**Work order:** Print the line where "road and return the coordinates." occurs and every line that follows it in the data below, ending with the last line, precisely as written.

**Task inputs:**

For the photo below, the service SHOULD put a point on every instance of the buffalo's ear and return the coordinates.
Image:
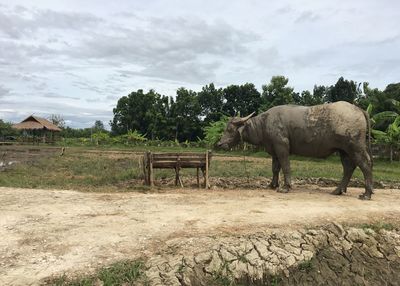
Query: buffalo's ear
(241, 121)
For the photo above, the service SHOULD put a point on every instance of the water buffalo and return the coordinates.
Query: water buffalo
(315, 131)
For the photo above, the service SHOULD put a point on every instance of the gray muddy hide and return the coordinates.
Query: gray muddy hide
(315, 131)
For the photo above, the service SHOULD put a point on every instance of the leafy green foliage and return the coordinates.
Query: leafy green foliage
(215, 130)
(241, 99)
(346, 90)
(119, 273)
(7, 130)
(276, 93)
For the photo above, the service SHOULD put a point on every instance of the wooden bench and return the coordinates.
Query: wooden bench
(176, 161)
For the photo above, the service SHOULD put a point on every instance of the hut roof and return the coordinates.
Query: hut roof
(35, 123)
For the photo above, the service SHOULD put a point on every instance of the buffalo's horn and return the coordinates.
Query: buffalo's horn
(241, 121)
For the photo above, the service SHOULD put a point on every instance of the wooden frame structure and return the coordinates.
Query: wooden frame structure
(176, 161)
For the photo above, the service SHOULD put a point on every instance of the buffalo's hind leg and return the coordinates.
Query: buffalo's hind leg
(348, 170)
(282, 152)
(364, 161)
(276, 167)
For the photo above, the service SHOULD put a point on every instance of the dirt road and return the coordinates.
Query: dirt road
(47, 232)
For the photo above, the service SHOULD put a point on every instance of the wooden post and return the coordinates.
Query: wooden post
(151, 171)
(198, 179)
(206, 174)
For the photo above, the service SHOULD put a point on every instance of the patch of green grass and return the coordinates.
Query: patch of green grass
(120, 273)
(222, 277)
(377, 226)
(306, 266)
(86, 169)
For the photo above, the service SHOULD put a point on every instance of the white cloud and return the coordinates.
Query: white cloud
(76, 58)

**Result below:**
For the photo above, the service SHOULD put a point on every instance of the dirt road and return the coordinates.
Query: dirt road
(47, 232)
For the photo above, the service SHOULD put a point on every instance of the wooden post and return the coordinates.
Query: wooden post
(151, 171)
(198, 179)
(206, 174)
For the photo above, the service SHOULD put a point on every instance of the patch of green grass and return the coordinates.
Query: patch of green grass
(120, 273)
(222, 277)
(377, 226)
(306, 266)
(86, 169)
For the photo above, the service SHOULD put a point on every instance of the white cloud and return the coordinates.
Query: white cloud
(76, 58)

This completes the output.